Count the lines in the data below that contain the word "water" and give only that number.

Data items
------

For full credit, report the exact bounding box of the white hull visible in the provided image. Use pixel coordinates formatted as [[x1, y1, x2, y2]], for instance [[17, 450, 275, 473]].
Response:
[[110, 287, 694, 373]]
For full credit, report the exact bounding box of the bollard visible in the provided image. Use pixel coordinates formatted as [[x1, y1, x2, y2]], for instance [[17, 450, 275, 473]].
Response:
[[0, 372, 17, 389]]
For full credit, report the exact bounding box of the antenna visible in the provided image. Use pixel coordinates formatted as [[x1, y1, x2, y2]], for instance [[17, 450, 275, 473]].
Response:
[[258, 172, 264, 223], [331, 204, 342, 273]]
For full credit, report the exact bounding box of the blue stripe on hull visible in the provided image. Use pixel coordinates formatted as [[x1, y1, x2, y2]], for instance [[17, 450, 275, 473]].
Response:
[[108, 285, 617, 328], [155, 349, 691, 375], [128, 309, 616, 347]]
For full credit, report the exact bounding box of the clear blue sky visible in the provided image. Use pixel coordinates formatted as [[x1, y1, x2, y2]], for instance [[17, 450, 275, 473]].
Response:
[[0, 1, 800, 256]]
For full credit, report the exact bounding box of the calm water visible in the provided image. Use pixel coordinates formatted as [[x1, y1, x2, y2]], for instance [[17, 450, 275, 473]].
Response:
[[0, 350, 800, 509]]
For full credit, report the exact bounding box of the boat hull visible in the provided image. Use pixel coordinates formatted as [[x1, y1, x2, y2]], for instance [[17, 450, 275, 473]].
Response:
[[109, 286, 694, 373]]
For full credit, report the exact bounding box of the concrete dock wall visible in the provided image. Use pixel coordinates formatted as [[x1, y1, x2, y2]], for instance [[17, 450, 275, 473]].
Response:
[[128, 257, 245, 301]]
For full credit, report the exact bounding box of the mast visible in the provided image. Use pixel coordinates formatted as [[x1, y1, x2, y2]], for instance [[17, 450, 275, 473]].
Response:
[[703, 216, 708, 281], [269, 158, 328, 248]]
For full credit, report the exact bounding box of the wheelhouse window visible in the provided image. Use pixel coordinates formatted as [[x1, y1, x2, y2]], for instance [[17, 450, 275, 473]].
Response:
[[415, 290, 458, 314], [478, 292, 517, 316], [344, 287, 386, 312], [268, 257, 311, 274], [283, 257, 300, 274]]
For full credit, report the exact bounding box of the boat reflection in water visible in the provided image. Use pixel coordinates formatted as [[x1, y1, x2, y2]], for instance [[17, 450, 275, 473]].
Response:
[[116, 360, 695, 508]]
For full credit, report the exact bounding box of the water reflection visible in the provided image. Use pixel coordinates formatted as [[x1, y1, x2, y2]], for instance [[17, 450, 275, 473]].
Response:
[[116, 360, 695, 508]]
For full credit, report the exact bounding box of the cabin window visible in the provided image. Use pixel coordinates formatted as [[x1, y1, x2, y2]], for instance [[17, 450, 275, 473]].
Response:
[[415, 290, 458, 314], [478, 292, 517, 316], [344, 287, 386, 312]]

------

*Result of this task*.
3